**Work to be completed**
Please copy, with no word changed, only the run of lines that opens with the line containing "If you could mark the person" and closes with the last line below.

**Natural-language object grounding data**
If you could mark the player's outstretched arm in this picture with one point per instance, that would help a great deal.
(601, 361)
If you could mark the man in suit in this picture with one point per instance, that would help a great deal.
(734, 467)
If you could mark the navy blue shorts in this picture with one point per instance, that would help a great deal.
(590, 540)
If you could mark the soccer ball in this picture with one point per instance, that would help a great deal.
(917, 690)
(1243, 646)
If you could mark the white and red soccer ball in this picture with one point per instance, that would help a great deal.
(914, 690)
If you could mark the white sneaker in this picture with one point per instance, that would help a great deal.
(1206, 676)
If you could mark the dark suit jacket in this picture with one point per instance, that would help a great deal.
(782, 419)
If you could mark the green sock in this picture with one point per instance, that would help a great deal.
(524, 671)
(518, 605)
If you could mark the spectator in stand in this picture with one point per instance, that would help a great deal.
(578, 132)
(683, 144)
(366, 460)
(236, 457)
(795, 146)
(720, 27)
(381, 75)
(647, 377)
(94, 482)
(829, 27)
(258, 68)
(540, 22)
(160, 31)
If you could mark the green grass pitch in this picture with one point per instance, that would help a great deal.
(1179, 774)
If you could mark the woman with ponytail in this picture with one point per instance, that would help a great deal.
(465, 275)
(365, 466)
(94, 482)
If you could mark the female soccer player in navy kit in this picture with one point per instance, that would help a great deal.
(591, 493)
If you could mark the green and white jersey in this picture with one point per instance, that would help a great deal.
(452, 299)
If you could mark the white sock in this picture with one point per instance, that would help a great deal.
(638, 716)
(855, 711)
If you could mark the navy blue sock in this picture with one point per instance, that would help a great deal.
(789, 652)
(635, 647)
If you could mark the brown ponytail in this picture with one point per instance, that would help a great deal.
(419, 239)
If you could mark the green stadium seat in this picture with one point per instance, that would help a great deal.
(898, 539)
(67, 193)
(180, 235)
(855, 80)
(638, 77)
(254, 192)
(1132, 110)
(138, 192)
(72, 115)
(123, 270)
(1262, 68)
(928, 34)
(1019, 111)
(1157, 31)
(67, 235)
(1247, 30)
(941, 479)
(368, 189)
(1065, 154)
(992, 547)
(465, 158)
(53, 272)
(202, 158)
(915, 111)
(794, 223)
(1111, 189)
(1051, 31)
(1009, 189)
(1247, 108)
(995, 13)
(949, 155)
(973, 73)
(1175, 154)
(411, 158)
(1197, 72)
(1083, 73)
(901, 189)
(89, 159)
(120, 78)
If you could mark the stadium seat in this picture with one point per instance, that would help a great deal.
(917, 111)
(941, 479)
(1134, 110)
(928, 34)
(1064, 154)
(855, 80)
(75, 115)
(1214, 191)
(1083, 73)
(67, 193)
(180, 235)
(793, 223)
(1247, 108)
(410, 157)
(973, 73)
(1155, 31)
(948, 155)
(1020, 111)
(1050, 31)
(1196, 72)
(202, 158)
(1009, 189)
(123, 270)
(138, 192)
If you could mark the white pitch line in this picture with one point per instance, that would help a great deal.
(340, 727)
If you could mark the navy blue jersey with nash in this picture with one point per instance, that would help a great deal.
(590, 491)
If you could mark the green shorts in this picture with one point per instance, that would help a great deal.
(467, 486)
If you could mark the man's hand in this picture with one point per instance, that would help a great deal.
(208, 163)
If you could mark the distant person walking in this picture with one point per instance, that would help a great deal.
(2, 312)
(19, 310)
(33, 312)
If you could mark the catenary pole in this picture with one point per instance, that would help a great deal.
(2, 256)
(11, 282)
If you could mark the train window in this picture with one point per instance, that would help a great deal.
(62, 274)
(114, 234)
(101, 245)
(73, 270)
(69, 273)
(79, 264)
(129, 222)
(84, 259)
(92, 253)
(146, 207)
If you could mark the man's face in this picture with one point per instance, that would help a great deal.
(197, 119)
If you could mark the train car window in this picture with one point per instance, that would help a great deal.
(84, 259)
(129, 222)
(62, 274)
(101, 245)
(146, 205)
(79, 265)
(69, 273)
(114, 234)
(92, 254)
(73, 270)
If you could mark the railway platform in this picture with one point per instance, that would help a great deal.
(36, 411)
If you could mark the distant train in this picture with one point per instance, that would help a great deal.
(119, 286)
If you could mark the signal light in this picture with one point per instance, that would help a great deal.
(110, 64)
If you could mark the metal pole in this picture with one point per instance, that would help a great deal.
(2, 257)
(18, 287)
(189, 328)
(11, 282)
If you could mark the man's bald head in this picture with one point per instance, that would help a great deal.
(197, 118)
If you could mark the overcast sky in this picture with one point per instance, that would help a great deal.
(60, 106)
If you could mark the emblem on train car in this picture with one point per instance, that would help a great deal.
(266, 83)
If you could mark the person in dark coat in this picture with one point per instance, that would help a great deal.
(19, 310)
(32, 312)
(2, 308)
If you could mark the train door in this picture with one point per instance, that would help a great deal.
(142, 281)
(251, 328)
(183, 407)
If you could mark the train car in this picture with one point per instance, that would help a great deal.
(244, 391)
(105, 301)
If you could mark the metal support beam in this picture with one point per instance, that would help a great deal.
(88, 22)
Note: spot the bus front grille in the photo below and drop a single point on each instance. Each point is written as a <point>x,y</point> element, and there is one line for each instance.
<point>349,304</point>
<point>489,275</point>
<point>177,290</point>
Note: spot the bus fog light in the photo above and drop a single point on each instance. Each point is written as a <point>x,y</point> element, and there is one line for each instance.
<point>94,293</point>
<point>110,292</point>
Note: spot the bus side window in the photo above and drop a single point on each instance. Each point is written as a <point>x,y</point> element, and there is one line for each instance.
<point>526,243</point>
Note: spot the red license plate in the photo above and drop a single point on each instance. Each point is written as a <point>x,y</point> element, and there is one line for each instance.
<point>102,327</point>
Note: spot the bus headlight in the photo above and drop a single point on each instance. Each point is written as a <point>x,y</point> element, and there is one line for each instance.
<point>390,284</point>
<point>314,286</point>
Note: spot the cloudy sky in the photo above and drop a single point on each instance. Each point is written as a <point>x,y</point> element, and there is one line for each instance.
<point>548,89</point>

**Answer space**
If you could mark the person in dark coat in this picture with one point per instance, that would help a great deal.
(19, 310)
(32, 312)
(2, 308)
If you could mark the train door in this picture with one point per instance, that would help a great deal.
(142, 281)
(251, 328)
(183, 407)
If you could mark the train car in this picture with one point per instance, that would help a great deal.
(244, 391)
(105, 301)
If you could mark the metal support beam in this picture with one point per instance, that would help a great deal.
(88, 22)
Note: spot the bus front grille in the photo below and drop a single point on each instance. Each point is written as a <point>x,y</point> element, and there is one line for each instance.
<point>349,304</point>
<point>489,275</point>
<point>177,290</point>
Note: spot the bus fog light in the photo above and drop a single point on each instance. Each point is written as a <point>x,y</point> element, and there is one line for each instance.
<point>94,293</point>
<point>110,292</point>
Note: spot the bus side window in the photo above and drop a single point on each instance. Each point is written as a <point>x,y</point> element, and there is one line for each instance.
<point>526,243</point>
Note: spot the red license plate in the photo above and drop a single point on each instance. Each point is written as a <point>x,y</point> element, and there is one line for each instance.
<point>102,327</point>
Note: spot the bus headlight in the photo above and drop a single point on each instance. Each point is written as a <point>x,y</point> element, and there is one line for each instance.
<point>390,284</point>
<point>314,286</point>
Note: spot the cloudy sky in the photo above and drop a single point on each instance. Each point is written as a <point>x,y</point> element, and there is one line for each instance.
<point>548,89</point>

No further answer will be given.